In 1758 the 'Seigneurie de Seneffe' was bought by Julien Depestre, a Walloon merchant who earned a fortune by selling goods to the Imperial Austrian troops stationed in the Austrian Netherlands. Depestre's new status as a wealthy and influential individual was also confirmed by the acquisition of noble titles such as 'Seigneur de Seneffe' (Lord of Seneffe) and 'Count of Turnhout'. The new castle designed by Laurent-Benoît Dewez had to match with Depestre's new noble status. It was erected between 1763 and 1768 in a novel neoclassical style. When Julien Depestre died in 1774 the decoration of the château and the embellishment of the park were continued by his widow and his eldest son Joseph II Depestre.

After the French Revolution and the subsequent occupation of the Austrian Netherlands by the French Republic, the extraordinary art collection (1797) and the château were confiscated (1799).

It was bought by a figurehead assigned by the Depestre family and came back into their possession after the ascent of Napoleon as Emperor of the French in 1804. The château was sold by Joseph II Depestre's son Honoré in 1837 and bought by the Daminet family. In 1888 it was acquired from them by Baron Goffinet. The last private proprietor was a Belgian banker of Jewish origin, Franz Philipson, who bought the 'domaine' in 1909. In the advent of the Second World War the Philippson family escaped to England and the United States. When German troops invaded Belgium in 1940 the château was confiscated by the Germans and used as a local headquarters and a summer residence for the German military Governor of Belgium, General Alexander von Falkenhausen. After the liberation of Belgium in 1944 it was occupied by the US Army. It was acquired from the Philippson heirs in 1952 by the "Collège du Sacré Coeur" which used it as a school between 1952 and 1963. The castle of Seneffe was then abandoned for 7 years, until the Belgian State decided to purchase it in 1970. During these years the castle was severely looted by people who removed and sold valuable interior decoration such as marble fireplaces and carved wainscotings. After the acquisition by the Belgian state the deterioration continued due to defected doors, windows and roofing. Extensive interior and exterior renovations were only started after 1978 and were not finished until 1995.

Supplied records:
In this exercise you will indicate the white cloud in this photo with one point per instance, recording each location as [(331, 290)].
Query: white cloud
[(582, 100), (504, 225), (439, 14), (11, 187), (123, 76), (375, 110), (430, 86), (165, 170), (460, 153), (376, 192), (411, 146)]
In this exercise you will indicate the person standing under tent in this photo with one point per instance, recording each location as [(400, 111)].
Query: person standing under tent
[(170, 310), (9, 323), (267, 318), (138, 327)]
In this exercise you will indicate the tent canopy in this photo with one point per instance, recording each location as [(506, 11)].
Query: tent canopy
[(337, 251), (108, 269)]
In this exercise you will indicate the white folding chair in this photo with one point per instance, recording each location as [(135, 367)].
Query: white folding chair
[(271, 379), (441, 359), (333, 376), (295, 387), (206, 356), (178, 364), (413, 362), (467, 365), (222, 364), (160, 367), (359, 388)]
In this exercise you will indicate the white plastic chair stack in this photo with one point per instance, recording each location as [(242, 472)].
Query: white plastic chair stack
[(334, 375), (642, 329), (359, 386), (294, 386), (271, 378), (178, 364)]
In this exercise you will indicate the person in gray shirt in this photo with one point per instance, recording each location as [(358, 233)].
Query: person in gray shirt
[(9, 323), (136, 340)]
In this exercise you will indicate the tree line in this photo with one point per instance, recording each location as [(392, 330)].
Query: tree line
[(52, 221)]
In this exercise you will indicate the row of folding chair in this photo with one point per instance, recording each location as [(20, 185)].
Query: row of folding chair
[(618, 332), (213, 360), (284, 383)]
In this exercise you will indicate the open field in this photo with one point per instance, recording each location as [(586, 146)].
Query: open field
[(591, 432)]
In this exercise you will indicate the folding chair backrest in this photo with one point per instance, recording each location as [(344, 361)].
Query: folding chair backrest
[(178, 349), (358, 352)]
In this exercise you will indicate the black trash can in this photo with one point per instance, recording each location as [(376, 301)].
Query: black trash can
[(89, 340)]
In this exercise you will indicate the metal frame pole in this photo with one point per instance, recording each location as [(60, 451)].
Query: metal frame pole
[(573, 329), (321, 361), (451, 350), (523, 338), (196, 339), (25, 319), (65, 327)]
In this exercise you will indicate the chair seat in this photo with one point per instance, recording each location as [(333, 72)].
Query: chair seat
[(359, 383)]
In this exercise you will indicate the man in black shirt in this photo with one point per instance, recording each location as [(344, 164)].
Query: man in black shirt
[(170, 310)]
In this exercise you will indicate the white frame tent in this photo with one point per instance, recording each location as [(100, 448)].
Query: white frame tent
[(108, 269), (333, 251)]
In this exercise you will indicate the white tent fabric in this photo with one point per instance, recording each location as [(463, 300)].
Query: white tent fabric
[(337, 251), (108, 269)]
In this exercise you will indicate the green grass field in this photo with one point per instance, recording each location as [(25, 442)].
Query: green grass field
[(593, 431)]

* * *

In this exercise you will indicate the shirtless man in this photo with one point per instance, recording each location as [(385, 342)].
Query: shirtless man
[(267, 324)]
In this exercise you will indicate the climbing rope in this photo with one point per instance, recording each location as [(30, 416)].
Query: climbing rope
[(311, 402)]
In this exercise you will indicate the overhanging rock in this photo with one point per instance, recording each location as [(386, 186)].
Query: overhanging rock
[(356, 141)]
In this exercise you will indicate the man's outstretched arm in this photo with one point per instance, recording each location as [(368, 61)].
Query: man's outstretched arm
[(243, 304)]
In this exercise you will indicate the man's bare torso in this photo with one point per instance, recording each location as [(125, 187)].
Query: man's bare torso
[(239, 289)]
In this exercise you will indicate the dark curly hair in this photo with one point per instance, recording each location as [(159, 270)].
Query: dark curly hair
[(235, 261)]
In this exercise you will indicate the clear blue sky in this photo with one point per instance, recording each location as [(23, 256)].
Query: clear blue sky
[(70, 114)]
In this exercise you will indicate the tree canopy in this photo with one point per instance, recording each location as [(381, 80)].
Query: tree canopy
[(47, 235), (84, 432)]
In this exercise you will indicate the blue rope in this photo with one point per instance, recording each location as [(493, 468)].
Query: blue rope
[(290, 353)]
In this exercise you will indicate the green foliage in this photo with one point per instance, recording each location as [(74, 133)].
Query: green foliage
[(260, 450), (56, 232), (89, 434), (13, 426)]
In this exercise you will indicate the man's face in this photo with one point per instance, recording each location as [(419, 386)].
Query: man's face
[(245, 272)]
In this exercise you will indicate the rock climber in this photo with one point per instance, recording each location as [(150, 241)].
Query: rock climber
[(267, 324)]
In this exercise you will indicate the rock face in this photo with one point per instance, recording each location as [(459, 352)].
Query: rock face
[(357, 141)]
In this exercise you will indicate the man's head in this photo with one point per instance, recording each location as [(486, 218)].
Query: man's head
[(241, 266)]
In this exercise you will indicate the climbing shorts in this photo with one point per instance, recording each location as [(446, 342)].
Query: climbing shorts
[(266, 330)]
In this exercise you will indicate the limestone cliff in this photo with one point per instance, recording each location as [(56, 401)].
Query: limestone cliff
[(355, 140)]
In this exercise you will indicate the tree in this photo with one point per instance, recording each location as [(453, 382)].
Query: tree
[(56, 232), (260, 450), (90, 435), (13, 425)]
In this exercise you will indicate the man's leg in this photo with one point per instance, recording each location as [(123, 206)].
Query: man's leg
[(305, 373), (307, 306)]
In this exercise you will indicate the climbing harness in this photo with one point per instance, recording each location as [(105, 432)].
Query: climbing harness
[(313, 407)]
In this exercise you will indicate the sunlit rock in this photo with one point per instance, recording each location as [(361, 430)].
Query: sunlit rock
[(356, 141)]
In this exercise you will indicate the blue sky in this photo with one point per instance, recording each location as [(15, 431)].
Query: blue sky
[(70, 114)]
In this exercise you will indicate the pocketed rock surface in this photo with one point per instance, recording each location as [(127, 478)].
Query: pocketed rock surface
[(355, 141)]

Using the information:
1. In the Seneffe château history, who designed the new castle built for Julien Depestre?
2. Reproduce the stretch of the Seneffe château history that opens with the words containing "In 1758 the" and closes with "Joseph II Depestre.".
Draw only on the Seneffe château history to answer.

Answers in order:
1. Laurent-Benoît Dewez

2.
In 1758 the 'Seigneurie de Seneffe' was bought by Julien Depestre, a Walloon merchant who earned a fortune by selling goods to the Imperial Austrian troops stationed in the Austrian Netherlands. Depestre's new status as a wealthy and influential individual was also confirmed by the acquisition of noble titles such as 'Seigneur de Seneffe' (Lord of Seneffe) and 'Count of Turnhout'. The new castle designed by Laurent-Benoît Dewez had to match with Depestre's new noble status. It was erected between 1763 and 1768 in a novel neoclassical style. When Julien Depestre died in 1774 the decoration of the château and the embellishment of the park were continued by his widow and his eldest son Joseph II Depestre.